Entries for bounding-box labeling:

╭──

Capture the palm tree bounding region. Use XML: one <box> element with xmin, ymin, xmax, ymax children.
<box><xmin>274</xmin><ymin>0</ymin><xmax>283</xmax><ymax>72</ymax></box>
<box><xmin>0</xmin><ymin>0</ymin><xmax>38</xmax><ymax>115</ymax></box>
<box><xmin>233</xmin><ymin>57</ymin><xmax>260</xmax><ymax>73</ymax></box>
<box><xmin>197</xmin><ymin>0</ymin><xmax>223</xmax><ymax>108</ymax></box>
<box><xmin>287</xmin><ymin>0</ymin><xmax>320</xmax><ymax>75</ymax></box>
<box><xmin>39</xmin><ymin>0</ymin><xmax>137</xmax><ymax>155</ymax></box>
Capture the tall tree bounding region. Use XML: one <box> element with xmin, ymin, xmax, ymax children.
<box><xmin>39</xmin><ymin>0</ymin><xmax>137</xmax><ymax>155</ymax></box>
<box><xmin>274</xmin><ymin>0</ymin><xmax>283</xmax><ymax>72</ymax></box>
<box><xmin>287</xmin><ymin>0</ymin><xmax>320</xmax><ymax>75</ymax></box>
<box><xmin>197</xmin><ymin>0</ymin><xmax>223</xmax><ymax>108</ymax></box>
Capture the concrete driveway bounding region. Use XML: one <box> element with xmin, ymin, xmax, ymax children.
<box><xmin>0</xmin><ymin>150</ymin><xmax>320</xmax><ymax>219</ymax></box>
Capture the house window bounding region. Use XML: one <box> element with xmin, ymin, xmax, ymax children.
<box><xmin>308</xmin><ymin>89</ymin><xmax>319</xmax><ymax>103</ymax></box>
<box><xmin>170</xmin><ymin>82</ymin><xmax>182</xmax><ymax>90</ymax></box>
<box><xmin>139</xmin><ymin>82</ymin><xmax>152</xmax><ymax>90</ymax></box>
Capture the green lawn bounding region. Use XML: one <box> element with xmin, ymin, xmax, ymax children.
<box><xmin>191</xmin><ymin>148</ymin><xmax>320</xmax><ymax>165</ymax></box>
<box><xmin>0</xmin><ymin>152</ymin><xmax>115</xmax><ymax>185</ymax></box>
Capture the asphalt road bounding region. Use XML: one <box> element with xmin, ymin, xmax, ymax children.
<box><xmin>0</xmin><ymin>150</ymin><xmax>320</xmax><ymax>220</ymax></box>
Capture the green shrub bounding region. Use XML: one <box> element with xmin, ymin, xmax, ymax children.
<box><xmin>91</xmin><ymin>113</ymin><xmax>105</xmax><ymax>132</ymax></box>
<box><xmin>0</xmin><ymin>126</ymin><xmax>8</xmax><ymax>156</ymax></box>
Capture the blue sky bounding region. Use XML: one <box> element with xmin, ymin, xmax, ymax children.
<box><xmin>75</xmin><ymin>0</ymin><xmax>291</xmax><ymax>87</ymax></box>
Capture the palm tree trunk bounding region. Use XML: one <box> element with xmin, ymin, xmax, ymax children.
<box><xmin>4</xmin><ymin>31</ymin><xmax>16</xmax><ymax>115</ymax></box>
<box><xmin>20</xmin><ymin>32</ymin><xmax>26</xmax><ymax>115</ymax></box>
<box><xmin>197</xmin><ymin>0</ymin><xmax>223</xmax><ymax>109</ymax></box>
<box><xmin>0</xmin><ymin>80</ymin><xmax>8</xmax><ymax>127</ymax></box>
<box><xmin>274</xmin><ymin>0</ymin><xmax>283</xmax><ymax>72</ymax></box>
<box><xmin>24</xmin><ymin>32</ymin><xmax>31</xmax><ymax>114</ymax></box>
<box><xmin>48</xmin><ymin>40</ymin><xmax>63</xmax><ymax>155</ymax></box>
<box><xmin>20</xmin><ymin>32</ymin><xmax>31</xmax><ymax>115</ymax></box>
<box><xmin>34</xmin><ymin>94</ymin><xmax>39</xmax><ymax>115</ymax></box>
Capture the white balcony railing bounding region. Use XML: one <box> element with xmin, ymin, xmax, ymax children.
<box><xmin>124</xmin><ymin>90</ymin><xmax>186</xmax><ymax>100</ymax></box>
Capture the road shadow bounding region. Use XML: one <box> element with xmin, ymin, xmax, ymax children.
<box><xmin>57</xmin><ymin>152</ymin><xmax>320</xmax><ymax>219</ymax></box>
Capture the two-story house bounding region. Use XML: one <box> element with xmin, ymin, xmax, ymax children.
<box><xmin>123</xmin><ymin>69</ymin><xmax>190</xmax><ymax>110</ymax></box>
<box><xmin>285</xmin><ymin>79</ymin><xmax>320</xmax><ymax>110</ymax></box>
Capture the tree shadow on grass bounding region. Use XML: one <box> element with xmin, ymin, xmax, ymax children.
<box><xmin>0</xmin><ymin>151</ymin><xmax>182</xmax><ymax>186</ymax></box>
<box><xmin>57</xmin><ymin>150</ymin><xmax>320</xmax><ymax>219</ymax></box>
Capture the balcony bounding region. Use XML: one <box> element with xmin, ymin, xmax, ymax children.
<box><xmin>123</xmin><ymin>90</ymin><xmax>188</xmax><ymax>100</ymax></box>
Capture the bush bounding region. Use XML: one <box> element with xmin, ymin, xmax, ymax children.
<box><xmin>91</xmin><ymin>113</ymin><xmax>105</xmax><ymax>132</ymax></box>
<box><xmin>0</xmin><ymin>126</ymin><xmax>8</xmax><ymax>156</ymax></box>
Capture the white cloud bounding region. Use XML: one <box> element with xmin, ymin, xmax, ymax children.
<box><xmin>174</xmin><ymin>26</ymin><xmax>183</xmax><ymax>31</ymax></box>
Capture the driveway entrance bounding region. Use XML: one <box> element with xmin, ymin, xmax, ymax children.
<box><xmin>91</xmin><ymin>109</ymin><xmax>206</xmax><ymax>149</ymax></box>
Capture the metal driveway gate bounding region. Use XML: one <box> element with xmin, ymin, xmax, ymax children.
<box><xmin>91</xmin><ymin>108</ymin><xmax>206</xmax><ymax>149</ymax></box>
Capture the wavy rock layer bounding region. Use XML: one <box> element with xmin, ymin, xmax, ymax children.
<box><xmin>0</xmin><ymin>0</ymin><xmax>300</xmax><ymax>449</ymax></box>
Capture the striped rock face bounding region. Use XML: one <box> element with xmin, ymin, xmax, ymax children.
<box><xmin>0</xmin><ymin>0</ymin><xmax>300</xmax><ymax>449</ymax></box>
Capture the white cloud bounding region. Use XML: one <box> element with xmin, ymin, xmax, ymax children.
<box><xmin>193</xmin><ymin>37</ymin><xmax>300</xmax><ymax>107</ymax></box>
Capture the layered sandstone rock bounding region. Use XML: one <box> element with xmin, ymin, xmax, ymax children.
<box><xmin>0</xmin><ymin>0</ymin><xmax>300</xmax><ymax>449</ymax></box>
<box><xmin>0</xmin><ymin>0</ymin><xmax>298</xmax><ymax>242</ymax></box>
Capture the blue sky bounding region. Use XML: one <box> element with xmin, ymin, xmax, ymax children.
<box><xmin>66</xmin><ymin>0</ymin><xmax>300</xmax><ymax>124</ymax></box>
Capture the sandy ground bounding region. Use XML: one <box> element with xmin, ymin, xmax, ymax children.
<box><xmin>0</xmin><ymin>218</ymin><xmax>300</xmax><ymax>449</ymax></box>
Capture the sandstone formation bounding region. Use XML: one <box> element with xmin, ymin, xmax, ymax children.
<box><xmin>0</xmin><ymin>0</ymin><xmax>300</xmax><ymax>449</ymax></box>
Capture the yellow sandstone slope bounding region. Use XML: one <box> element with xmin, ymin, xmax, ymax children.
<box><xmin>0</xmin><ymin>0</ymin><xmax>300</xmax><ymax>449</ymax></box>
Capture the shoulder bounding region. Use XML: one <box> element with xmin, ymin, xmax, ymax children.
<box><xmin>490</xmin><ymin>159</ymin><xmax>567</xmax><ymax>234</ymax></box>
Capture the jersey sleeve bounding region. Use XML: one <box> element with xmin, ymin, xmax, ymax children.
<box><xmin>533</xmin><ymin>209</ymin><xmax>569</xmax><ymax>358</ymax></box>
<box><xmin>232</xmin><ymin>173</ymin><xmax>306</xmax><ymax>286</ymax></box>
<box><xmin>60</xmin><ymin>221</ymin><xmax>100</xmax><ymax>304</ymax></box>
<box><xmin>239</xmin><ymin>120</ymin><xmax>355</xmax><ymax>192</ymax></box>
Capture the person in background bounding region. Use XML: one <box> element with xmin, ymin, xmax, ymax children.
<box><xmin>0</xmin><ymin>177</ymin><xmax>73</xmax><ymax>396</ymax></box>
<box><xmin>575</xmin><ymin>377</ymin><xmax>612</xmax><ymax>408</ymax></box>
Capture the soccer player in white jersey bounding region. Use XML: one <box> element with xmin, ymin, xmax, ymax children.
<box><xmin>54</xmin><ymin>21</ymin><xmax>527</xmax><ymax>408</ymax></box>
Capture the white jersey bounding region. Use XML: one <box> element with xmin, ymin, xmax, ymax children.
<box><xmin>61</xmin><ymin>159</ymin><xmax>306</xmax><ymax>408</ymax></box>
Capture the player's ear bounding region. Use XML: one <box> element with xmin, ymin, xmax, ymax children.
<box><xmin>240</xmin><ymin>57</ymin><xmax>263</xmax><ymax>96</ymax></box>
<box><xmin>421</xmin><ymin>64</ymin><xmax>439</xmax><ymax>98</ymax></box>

╰──

• **Exercise requirements**
Identify every line in the rows above that contains the string "shadow", and copy each of those lines.

• **Response below**
Capture the road shadow bounding region. Use XML: one <box> element with xmin, ymin, xmax, ymax children.
Capture the tree shadow on grass bounding region. Use XML: one <box> element with xmin, ymin, xmax, ymax children.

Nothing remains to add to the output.